◆ **ARBEITSAUFTRÄGE**:
1 - Wie viel Prozent der weltweiten Treibhausgase stammen laut dem Seitenauszug aus der Landwirtschaft?
2 - Überarbeite im Seitenauszug die Passage beginnend mit „Die Landwirtschaft ist“ und weiter bis einschließlich „Schnitt zu begrenzen.“, indem du „WissenschaftlerInnen“ durch „Forschenden“ ersetzt.

◆ **SEITENAUSZUG**:
———
Bild: Weniger Konsum = mehr Zukunft
Sie kommen zu Tausenden und sind laut. Mit Kochtöpfen und Sprechchören, mit
Treckern und Transparenten werden am Samstag Kritikerinnen und Kritiker der
Agrarindustrie auf Berlins Straßen demonstrieren. Es ist wieder „Grüne
Woche“ und Agrarministerkonferenz, und wieder fordern die Gegner der
industriellen Landwirtschaft bessere Tierhaltung, weniger Macht für die
Industrie, flächendeckenden ökologischen Anbau und mehr Einkünfte für
Bauern. Im Aufruf zur Demo werden eine „globale Ernährungswende und
gerechter Handel“ gefordert: „Wir schlagen Alarm!“
Dafür gibt es gute Gründe. Die industrielle Landwirtschaft ruiniert nicht
nur Bauern, Böden und Biodiversität, sondern auch das Klima. Etwa 15
Prozent der Treibhausgase weltweit stammen aus der Landwirtschaft. Vor
allem Viehzucht und Waldzerstörung heizen die Atmosphäre auf. Auch darauf
weist der Sonderbericht des Weltklimarats IPCC hin, der diese Woche durch
die taz an die Öffentlichkeit gelangt ist. Der Tenor des internen Entwurfs
für den „Sonderbericht 1,5“ klingt wie das Motto der Berliner
Demonstration: Wir schlagen Alarm.
Die Landwirtschaft ist allerdings beim Klimawandel nicht nur Täter, sondern
auch Opfer. „Über 100 Millionen Menschen werden durch Klimaschäden in der
Landwirtschaft und höhere Lebensmittelpreise in die Armut abrutschen“,
warnen die WissenschaftlerInnen. So steht es in dem Papier, das sie derzeit
erstellen. Bis zum Herbst soll es klären, ob und wie das Ziel des Pariser
Abkommens noch zu erreichen ist: Die Erderwärmung bis 2100 auf 1,5 Grad
Celsius im Schnitt zu begrenzen.
Die Experten sind deutlich: Ohne große zusätzliche Anstrengungen wird das
Ziel verfehlt. „Es besteht ein sehr hohes Risiko, dass die Erderwärmung bei
den aktuellen Emissionspfaden und Klimaplänen der Länder 1,5 Grad gegenüber
vorindustriellem Niveau überschreiten wird.“ Offiziell äußert sich das IPCC
nicht zu dem geleakten Papier, intern heißt es, man habe das 1,5-Grad-Ziel
keineswegs aufgegeben.
## Drastische Mittel notwendig
In der Tat analysieren die Wissenschaftler auch Szenarien (etwa ein Dutzend
von mehreren hundert), die die Erwärmung auf 1,5 Grad begrenzen, ohne ein
„Überschießen“ („overshoot“) – wenn also die Grenze zeitweilig
überschritten wird, dann aber wieder sinkt, wenn das CO2 aus der Luft
gefiltert wird.
———
◆ **MATERIAL**:
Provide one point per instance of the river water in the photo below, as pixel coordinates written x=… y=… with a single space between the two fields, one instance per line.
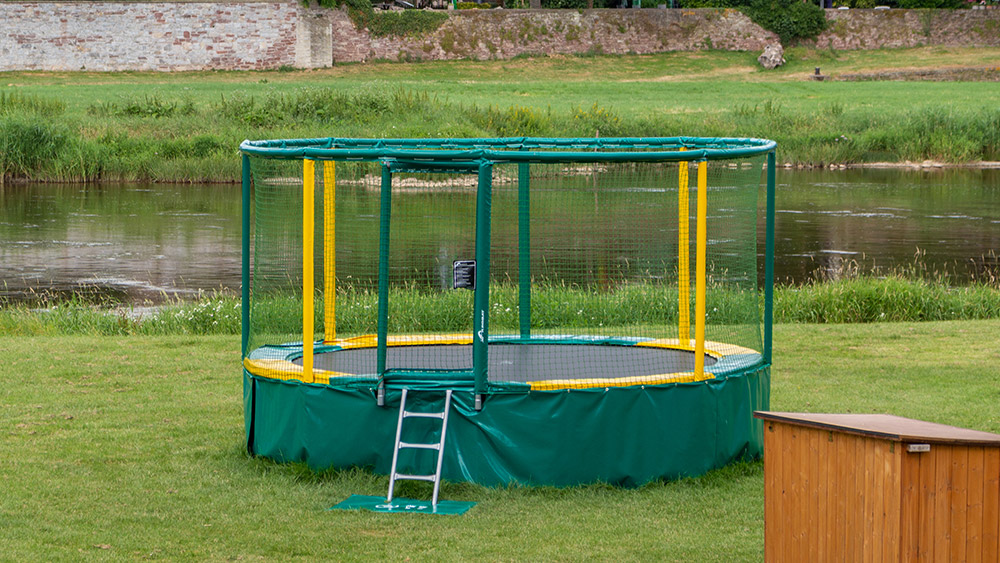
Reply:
x=150 y=243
———
◆ **ANTWORTEN**:
1 - Etwa 15 Prozent.

2 -
Die Landwirtschaft ist allerdings beim Klimawandel nicht nur Täter, sondern
auch Opfer. „Über 100 Millionen Menschen werden durch Klimaschäden in der
Landwirtschaft und höhere Lebensmittelpreise in die Armut abrutschen“,
warnen die Forschenden. So steht es in dem Papier, das sie derzeit
erstellen. Bis zum Herbst soll es klären, ob und wie das Ziel des Pariser
Abkommens noch zu erreichen ist: Die Erderwärmung bis 2100 auf 1,5 Grad
Celsius im Schnitt zu begrenzen.